— Begin —

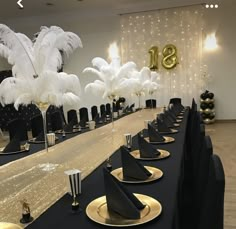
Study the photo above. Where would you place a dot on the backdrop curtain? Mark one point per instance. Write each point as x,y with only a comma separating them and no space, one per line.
182,27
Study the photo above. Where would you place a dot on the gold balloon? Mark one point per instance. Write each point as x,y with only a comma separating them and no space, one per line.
170,59
153,58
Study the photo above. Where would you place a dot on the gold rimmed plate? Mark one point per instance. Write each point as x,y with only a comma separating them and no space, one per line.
75,130
156,174
5,225
97,211
163,154
23,148
176,124
172,131
167,140
34,141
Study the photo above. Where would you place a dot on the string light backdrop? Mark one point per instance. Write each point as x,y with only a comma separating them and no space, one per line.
181,27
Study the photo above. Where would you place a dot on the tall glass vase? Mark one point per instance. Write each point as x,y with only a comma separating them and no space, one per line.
43,109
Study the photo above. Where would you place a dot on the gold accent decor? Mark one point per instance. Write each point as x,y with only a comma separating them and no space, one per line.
167,140
156,174
97,211
163,154
4,225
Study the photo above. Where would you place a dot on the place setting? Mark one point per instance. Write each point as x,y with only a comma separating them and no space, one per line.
15,147
133,171
154,137
121,208
147,152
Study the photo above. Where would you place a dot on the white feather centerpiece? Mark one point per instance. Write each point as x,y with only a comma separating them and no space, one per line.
35,68
35,65
113,79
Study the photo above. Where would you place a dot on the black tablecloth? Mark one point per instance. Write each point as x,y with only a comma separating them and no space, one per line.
167,191
34,148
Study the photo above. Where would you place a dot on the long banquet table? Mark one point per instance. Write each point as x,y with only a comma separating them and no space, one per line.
46,191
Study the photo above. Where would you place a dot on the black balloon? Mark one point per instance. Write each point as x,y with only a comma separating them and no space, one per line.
203,106
210,95
211,105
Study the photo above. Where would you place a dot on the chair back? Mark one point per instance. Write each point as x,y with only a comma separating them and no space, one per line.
36,125
83,114
151,103
108,109
102,110
212,211
94,112
18,127
72,116
56,120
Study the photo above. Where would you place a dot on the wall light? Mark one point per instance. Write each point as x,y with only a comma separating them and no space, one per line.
210,42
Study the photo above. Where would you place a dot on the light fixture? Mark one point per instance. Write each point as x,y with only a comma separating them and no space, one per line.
210,42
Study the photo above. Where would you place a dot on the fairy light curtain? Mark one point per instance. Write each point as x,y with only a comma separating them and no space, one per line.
181,27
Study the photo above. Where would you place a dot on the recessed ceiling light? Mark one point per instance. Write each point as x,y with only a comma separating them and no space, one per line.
49,4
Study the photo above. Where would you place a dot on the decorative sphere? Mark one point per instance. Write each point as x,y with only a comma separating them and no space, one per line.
203,106
210,95
211,105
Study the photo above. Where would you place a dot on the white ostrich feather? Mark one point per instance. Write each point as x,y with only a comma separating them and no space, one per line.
35,68
20,48
114,78
49,44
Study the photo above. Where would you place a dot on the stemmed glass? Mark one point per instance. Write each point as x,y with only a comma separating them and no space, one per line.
43,106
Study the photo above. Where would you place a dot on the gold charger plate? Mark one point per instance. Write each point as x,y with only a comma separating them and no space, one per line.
156,174
176,124
33,140
163,154
75,130
24,148
97,211
172,131
5,225
167,140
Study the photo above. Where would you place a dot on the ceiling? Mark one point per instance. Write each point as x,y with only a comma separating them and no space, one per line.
9,9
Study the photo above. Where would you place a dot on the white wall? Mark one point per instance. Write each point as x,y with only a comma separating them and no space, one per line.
222,62
97,33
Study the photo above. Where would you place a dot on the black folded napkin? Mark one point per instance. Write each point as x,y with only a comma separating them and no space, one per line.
170,115
69,127
119,199
40,137
96,118
13,145
146,150
154,136
162,127
82,123
166,120
132,169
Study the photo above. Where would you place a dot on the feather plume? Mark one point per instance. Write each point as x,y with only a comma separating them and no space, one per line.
41,60
20,48
114,78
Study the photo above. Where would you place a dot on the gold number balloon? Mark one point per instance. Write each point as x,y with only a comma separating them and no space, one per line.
170,59
153,58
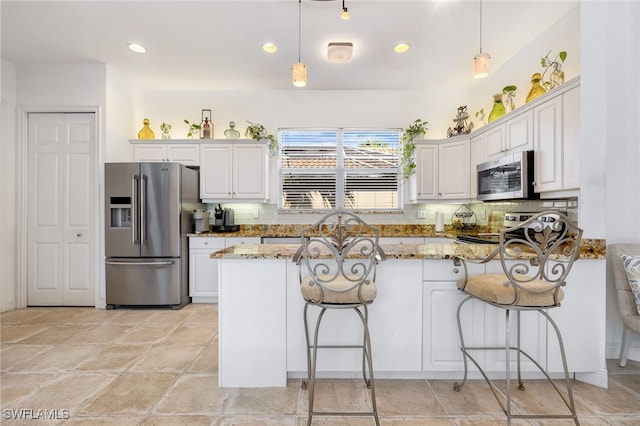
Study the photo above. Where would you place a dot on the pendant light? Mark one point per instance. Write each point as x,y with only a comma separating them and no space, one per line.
299,70
481,60
345,12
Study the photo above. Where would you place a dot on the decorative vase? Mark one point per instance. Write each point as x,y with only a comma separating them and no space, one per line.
536,88
231,132
556,78
498,108
146,132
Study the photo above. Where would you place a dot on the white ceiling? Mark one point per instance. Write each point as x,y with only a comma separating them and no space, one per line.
216,44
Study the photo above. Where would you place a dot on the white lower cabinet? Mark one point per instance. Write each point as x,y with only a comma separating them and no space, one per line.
203,271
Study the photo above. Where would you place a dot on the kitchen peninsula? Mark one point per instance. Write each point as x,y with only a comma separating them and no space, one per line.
412,321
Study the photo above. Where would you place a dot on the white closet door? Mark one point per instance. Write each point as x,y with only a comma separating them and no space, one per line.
62,202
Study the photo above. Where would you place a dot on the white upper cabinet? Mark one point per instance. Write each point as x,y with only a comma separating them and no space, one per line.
443,169
233,171
187,152
557,137
515,134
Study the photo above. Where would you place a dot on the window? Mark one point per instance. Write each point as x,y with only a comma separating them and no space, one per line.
325,169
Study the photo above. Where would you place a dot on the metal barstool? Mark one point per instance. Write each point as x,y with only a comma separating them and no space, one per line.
536,257
337,265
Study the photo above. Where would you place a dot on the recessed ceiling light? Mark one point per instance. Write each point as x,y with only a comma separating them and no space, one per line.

— End —

» WHAT TO PRODUCE: Repeat each line of the records above exactly, but do not copy the pictures.

» EXERCISE RESPONSE:
Study the photo above. Where would you place a dot on the backdrop curtain? Mark one point per instance. Write each point as x,y with only a comma separating them and no space, one per line.
182,27
Study the photo above. Where would you place a dot on the gold balloon? Mark one point per instance. Write each point as x,y with only a comma separating them and no space, one per line.
170,59
153,58
Study the photo above. Where would you place a dot on the gold rimmed plate? Mark one point per instance. Write each point as x,y with only a comma separating them and no space, one per line.
75,130
156,174
5,225
97,211
163,154
23,148
176,124
172,131
167,140
34,141
Study the photo above. Where would you place a dot on the string light backdrop? Mark one point per instance. Write each point as x,y with only a comma separating them and no space, one per line.
181,27
Study the photo above. Where would you place a dot on the tall glass vase? Mark one point per instance. Write each point as x,y with only a comma separating them and no space, one per line.
43,109
Study the photo above. Where would you place a dot on the gold accent decor? Mark one point per instance. Write each point as x,y with only a comma separating them and no space, one per line.
167,140
156,174
97,211
163,154
4,225
Study the photo above. Where would you place a dot on the place setting? Mark one point per instance. Write each point as x,y with only a comma separating them and no space, one per line.
15,147
133,171
154,137
121,208
147,152
Study the photo above. Where would you place a dot on the white feather centerpiece? Mark one point per instance. Write each point as x,y with only a comma separating them and no space, one per line.
35,68
35,65
113,79
Study the photo above. Where would you place a dot on the black tablecloth? Mark one point per instance. Write each point as x,y with only a comma separating them and no space, one per line.
167,191
34,148
Study the photo above. Where would you place a dot on the long banquet table? Mark one point per instance. Write each point as x,y with only a comma separating them and no space, one per line.
46,191
Study the photo above. Where would you place a dot on the black balloon? Mark one point per instance. Write each point as x,y with only a comma separating them and no space, one per line.
203,106
210,95
211,105
Study the photo above. Where would you place a dot on the chair back? Mark one point per instance. Write each point as x,y with only a comma separating them and no space, one per line.
36,125
83,114
151,103
108,109
102,110
212,211
94,112
18,127
72,116
56,120
Study the photo above. Where would you place a dot on the wall light? Mark one point per instance. Write each point as x,y with only a comma separating them and no space, one per line.
210,42
Study the photo above. Where would you place a dot on the light fixture? Mark one point per instance. Write each point as x,y with only a comma separating them and no space, one per line.
210,42
Study the photo above. Where would you place a dot on the fairy light curtain? Mark one point per instance. Write each point as x,y with only a comma separating them and no space, one per line.
181,27
Study the photo above. Where would you place a dot on the recessed ceiling light? Mark one point per instance. Write each point as x,y with only a comma separating them and no space, one per line.
49,4
Study the photo above. Where would you place a dot on the decorative sphere? Mark one point per instance. Write each point as x,y with only a comma separating them and no space, one per line.
203,106
210,95
211,105
Study the photo above. Where would you place a dot on the white ostrich feather? Mark one point per instance. Write each point as x,y with only a comma separating them and no space, one per line.
35,68
20,48
114,78
49,44
Study the photo above. Where would you place a dot on the stemmed glass? Mark one point per instance. Write each point as x,y with only a comma separating them and no space, one per line.
43,106
Study the photo above. Where would you place a dot on the gold charger plate? Mark one point per instance. Write each point as x,y with only a comma separating them and no space, one per line.
156,174
176,124
33,140
163,154
75,130
24,148
97,211
172,131
5,225
167,140
Study the photo above. Where would you place a dot on the ceiling? Mark one point per instance. Write each point as x,y with only a comma separating them and no space, one per line.
9,9
Study the photo above. Where would you place a dot on the white wall? Mark one point per instance. Write each point as x,y with only a comma separating them and no space, one per line.
222,62
97,33
Study the photo above. Where would you place a dot on the black folded napkin? Mark one point per instance. Write each point as x,y with only a comma separating them and no space, one per line.
170,115
69,127
119,199
40,137
96,118
13,145
146,150
154,136
162,127
82,123
166,120
132,169
Study the photo above. Where would you place a dot on the feather plume? Mark one point per instance. Write each point as x,y with only a comma separating them and no space, one per line.
41,60
20,48
114,78
Study the photo above. Where would you place a dot on the gold number balloon? Mark one point per instance. Write each point as x,y with only a comma separating them and no space, one per line.
170,59
153,58
Study the photo above. Where would you place a dot on the pendant light? Mark one point per instance. Write each point as x,y with only a comma separating them and no space, one per line.
299,70
481,60
345,12
Study the photo above. Where would you place a dot on the decorative vase? Mark one point per instance. Write each point as x,y with only a comma separating them and no space, one per line.
536,88
231,132
556,78
498,108
146,132
Study the photo above. Where would you place a dot on the white ceiling? Mark one point per instance. Write each point as x,y with only a comma separating them and no space, one per line.
216,44
Study the photo above. Where would you place a dot on the white lower cabinet? Mark one point per instance. Write each point as x,y with only a comma separating them and no space, one per line.
203,271
Study the photo above. Where would you place a dot on the kitchen peninsula? Mark one point per instance. Write each point as x,y with only a comma separating them and no space, one per line.
412,321
Study the photo above. Where would you place a dot on the white closet door? Mark one point per instance. Write each point as x,y with only a comma separating them and no space, one per line.
62,202
Study the photo above. Where would you place a dot on the white upper cabinet? Mark one point per instance. Write each point as x,y with only a comma separating them and no space, one per line.
443,169
233,171
187,152
557,137
515,134
Study the photo above. Where would you place a dot on the window? Mark one point per instance. Write each point as x,y with only a comma separating them and no space, one per line.
325,169
Study the photo above. Where would you place a dot on the metal barstool? Mark one point per instance. Write each point as x,y with only a comma separating them and no space, one per line.
536,257
337,265
Study the photo above. Where would you place a dot on the recessed ceiling light? Mark one point per instance. Write each point as x,y with only a comma separating them and no space, one per line.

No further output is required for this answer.